§ **DOCUMENT SECTION**:
While there’s a host of climate-damaging candidates for an import ban, here’s why soy should be front of the queue.
First, there is no such thing as ‘sustainable soy’. Some industries may have signed up to various commitments or ‘sustainable soy roundtables’ but the fact remains that all demand for soy increases the pressure on land overall, thus helping to drive deforestation elsewhere, if not in that particular field. Even companies who have previously given commitments to zero deforestation aren’t clean: TRASE data shows that during the last decade soya traders in the Brazilian market with zero-deforestation commitments – Cargill, Bunge, ADM and Amaggi – have been associated with similar deforestation risk as companies that have not made such commitments. In addition, in May 2018, five traders and multiple soy farmers were fined US$29 million by the Brazilian government for soy bean cultivation and purchasing connected with illegal deforestation. You guessed it – two of them had zero deforestation commitments.
Second, banning soy imports wouldn’t just tackle a slice of our exported deforestation footprint. It would also pose a challenge to the growth of intensive and industrialised meat sector in the UK. In 2017 the Sustainable Food Trust calculated that almost 90% of the 1.1 million tonnes of imported soy meal is fed to pigs, poultry and farmed fish. The Scottish salmon industry, which markets itself as producing a sustainable alternative protein, uses 50,000 tonnes of soy a year to feed its fish, alongside 475,000 tonnes of wild fish.
There are well over 800 mega-farms in the UK, the vast majority producing chicken and pigs, and their numbers are rising. These are industrial units financed by companies like Cargill, who supply Tesco’s chicken. Cargill, named the ‘worst company in the world’ by US campaign group Mighty Earth (for its lengthy rap sheet of environmental, human rights and financial abuses), is itself financed by Big Finance investors like Barclays, who supported the industrial agriculture giant to the tune of 1.172 billion dollars between 2013-2018 (AmazonWatch).

§ **USING THE INFORMATION**:
A. Please decide whether each statement below agrees with the passage on soy imports, answering yes or no and quoting the words that settle it. (i) Almost 90% of imported soy meal is fed to pigs, poultry and farmed fish. (ii) The Brazilian government's fine against traders and soy farmers was issued in May 2019. (iii) The Scottish salmon industry uses 50,000 tonnes of soy a year.
B. According to the passage on soy imports, how much did Barclays provide to Cargill between 2013 and 2018?

§ **PROVIDED INFORMATION**:
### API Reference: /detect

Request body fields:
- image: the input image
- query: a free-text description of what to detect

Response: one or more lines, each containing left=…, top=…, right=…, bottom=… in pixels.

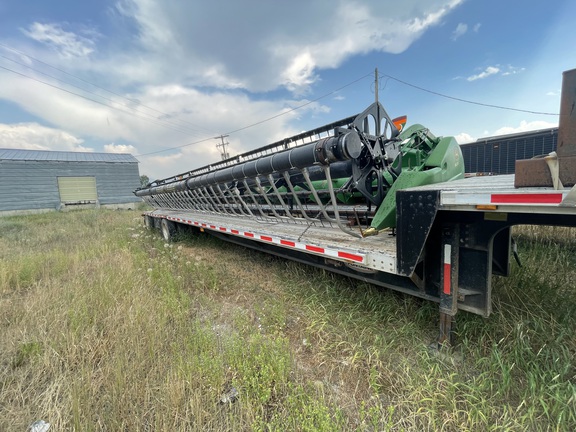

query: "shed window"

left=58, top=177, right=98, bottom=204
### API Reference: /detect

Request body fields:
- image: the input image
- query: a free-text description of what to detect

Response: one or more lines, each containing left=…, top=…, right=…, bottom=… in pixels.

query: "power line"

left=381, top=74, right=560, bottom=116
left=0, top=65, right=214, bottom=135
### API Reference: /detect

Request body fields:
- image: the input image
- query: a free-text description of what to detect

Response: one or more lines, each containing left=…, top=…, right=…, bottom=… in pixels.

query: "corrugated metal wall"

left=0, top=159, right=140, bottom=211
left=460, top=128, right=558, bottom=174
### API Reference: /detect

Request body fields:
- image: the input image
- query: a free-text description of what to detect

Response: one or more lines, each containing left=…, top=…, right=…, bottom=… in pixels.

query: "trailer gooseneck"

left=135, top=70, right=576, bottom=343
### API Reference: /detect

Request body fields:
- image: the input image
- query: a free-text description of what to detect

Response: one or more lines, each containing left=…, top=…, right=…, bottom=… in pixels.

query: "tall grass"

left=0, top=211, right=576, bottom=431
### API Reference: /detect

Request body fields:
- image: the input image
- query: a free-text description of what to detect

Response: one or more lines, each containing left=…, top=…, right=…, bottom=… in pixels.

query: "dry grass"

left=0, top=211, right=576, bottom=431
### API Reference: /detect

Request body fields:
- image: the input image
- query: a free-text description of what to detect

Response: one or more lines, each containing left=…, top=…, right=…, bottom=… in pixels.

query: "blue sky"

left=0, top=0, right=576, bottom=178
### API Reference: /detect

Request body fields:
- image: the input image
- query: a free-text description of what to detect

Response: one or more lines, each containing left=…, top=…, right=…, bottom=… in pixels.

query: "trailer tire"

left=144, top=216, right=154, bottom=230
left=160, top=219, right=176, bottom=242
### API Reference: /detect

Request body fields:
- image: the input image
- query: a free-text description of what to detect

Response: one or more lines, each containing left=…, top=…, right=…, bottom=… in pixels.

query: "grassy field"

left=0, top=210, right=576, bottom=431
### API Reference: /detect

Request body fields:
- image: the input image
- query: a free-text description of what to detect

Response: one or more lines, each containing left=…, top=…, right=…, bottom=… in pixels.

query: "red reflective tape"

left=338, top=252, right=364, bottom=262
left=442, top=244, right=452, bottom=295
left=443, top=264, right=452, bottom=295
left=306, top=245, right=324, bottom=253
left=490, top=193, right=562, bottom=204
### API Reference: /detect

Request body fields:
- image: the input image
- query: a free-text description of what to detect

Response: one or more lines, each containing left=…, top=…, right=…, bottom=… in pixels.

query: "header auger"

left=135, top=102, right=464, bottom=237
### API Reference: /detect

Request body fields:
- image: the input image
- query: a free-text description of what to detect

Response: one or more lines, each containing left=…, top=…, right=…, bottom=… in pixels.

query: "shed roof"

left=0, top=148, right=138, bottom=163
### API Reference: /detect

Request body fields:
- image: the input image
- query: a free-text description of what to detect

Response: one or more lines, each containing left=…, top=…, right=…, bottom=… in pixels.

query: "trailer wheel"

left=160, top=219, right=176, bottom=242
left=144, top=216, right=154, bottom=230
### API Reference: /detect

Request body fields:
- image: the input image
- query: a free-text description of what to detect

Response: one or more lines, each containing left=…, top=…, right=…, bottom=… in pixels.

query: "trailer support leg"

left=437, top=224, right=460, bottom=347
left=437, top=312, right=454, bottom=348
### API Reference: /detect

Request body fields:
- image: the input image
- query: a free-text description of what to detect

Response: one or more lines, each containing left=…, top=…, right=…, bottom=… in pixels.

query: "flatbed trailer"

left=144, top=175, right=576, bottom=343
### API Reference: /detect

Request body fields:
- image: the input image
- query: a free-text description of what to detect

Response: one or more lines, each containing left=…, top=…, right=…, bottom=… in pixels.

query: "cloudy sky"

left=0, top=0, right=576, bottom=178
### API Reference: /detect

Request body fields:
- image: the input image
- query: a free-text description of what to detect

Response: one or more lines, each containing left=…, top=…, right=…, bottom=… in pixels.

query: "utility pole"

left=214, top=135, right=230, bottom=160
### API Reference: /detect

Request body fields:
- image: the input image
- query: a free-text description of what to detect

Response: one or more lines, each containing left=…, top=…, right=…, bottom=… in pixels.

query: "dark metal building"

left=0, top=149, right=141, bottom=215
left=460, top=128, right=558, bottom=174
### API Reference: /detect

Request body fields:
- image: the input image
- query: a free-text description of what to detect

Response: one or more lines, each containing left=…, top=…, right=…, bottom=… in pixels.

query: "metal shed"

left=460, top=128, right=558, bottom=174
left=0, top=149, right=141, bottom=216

§ **RESULTS OF THE TASKS**:
A.
(i) Yes: "almost 90% of the 1.1 million tonnes of imported soy meal is fed to pigs, poultry and farmed fish"
(ii) No: "in May 2018, five traders and multiple soy farmers were fined US$29 million by the Brazilian government"
(iii) Yes: "uses 50,000 tonnes of soy a year to feed its fish"

B. 1.172 billion dollars